■ Texto de la página
★ ★ ★
La novela familiar que podemos rastrear en los textos de infancia de Witold Gombrowicz consiste en la tensión entre dos relatos, dos motivos, dos movimientos: el que va hacia el árbol genealógico, el linaje y los nombres propios, y el que se repliega sobre el peón, la sirvienta, el criado y el obrero. En esta presentación voy a concentrarme en el estudio del primero, es decir, de lo que pulsa hacia las alturas de una genealogía aristocrática ya ratée. Quedará para un futuro trabajo el análisis de la importancia del criado en la novela familiar de Gombrowicz –o de cualquiera de los avatares de este otro “inferior” que se multiplican en sus textos– y los efectos que a partir de allí podemos leer en toda su obra.
★ ★ ★
■ Registros mostrados
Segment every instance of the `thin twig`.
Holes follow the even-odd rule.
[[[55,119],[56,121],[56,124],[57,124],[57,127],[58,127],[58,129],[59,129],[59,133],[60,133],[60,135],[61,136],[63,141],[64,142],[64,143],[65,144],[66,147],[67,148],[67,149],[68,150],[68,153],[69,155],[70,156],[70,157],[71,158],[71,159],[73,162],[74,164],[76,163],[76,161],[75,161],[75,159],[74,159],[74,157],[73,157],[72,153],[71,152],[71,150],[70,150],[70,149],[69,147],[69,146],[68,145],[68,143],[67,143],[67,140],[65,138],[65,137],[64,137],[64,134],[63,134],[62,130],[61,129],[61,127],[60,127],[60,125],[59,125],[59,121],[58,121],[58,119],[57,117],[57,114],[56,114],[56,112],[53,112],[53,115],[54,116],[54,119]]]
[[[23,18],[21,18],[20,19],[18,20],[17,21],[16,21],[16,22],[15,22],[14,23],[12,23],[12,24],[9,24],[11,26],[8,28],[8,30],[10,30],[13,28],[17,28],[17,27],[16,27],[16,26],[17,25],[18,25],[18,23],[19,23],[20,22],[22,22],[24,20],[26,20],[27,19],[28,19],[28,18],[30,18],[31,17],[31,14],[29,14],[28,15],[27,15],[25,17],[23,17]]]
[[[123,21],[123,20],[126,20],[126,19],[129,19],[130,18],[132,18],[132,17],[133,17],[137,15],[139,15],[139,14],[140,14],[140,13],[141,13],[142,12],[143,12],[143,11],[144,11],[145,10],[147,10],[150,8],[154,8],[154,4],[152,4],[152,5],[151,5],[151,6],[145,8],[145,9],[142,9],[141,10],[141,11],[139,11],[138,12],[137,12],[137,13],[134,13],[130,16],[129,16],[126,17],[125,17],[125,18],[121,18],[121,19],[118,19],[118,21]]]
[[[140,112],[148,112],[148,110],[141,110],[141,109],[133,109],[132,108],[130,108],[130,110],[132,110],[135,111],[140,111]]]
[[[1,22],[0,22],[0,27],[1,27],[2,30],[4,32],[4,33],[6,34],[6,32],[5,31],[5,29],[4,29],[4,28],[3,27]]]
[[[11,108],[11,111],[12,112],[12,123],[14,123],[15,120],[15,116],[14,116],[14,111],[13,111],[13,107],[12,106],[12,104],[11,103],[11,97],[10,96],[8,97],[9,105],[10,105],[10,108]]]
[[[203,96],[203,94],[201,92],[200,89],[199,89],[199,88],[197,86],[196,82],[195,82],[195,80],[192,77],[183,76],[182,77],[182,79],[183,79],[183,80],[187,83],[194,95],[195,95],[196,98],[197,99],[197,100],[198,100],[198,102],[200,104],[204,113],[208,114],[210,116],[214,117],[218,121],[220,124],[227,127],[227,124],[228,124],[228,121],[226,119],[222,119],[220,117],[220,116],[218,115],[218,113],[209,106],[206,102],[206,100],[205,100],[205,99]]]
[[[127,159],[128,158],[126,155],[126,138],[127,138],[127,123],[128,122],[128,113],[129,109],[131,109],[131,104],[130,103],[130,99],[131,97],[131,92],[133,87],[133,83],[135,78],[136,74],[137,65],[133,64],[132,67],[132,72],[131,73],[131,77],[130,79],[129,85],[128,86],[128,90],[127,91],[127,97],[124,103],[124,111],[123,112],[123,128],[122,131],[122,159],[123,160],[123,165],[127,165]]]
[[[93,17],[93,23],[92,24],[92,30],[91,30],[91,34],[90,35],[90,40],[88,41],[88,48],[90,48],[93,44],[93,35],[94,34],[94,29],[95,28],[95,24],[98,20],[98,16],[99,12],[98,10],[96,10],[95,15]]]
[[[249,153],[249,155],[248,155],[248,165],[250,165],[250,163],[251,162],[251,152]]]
★ ★ ★
■ Ejercicio planteado
Vuelve a escribir sin cambios el pasaje del texto sobre la novela familiar de Gombrowicz que arranca en las palabras "La novela familiar que" y se detiene después de "toda su obra.".

■ Resultado del ejercicio
La novela familiar que podemos rastrear en los textos de infancia de Witold Gombrowicz consiste en la tensión entre dos relatos, dos motivos, dos movimientos: el que va hacia el árbol genealógico, el linaje y los nombres propios, y el que se repliega sobre el peón, la sirvienta, el criado y el obrero. En esta presentación voy a concentrarme en el estudio del primero, es decir, de lo que pulsa hacia las alturas de una genealogía aristocrática ya ratée. Quedará para un futuro trabajo el análisis de la importancia del criado en la novela familiar de Gombrowicz –o de cualquiera de los avatares de este otro “inferior” que se multiplican en sus textos– y los efectos que a partir de allí podemos leer en toda su obra.